§ Written problem:
In the page on moving from FSDP1 to FSDP2 below, list everything it says FSDP2's representation of sharded parameters as dim-0-sharded `DTensor`s allows for.

§ Passage provided:
# FSDP1 -> FSDP2

## Why FSDP2?
PyTorch's fully sharded data parallelism (FSDP) API, [`FullyShardedDataParallel`](https://pytorch.org/docs/stable/fsdp.html), looks to offer a performant eager-mode implementation, including communication bucketing and communication/computation overlap. It defines a `FlatParameter` by flattening and concatenating a group of parameters to represent a communication bucket. However, this `FlatParameter` complicates applying different behaviors to individual parameters within the `FlatParameter`, e.g. parameter freezing, parameter casting, etc., hurting composability, and it complicates the internal implementation, e.g. making state dict logic thousands of lines and requiring additional communications.

With these limitations in mind, we designed and implemented an FSDP rewrite removing the `FlatParameter`.  We refer to this rewrite as FSDP2 and the original as FSDP1. FSDP2 targets the same use cases as FSDP1 plus more, and FSDP2 still strives for good performance in eager mode, using several of the same techniques.

Compared to FSDP1:
- FSDP2 represents sharded parameters as `DTensor`s sharded on dim-0, allowing for easy manipulation of individual parameters, communication-free sharded state dicts, and a simpler meta-device initialization flow.
- FSDP2 implements an improved memory management system that achieves lower and deterministic GPU memory by avoiding `recordStream` and does so without any CPU synchronization.

§ Dataset records:

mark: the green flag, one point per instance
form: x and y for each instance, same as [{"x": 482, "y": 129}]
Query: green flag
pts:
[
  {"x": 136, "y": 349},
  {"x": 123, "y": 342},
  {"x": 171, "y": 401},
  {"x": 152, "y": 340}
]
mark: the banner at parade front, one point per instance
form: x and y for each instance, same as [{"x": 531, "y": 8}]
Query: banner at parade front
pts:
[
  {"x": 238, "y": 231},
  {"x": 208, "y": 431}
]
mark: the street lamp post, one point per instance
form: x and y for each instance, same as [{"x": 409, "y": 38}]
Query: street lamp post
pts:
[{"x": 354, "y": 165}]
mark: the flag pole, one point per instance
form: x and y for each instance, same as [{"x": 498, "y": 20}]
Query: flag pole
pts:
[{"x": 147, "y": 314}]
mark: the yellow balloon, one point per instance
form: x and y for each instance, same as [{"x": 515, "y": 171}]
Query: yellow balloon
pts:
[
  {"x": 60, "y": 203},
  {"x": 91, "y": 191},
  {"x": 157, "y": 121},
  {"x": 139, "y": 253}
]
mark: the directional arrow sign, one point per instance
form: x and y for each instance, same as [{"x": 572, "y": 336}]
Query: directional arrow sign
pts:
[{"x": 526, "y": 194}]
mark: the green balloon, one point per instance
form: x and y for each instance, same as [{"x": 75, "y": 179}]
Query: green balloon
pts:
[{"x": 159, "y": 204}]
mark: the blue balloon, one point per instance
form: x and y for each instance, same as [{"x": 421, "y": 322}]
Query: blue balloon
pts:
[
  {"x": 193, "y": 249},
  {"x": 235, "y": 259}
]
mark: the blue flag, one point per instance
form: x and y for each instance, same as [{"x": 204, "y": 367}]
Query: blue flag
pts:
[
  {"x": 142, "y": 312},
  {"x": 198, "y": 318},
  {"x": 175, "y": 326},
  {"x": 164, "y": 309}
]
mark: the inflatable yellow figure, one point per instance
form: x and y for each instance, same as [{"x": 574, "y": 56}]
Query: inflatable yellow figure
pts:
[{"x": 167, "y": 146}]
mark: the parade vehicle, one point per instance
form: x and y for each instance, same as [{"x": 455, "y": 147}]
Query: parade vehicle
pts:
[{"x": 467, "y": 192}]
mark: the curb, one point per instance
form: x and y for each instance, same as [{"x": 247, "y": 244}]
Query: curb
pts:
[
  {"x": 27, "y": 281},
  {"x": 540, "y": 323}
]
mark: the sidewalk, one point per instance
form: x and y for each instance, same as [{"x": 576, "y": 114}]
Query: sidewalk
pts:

§ Final result:
- Easy manipulation of individual parameters
- Communication-free sharded state dicts
- A simpler meta-device initialization flow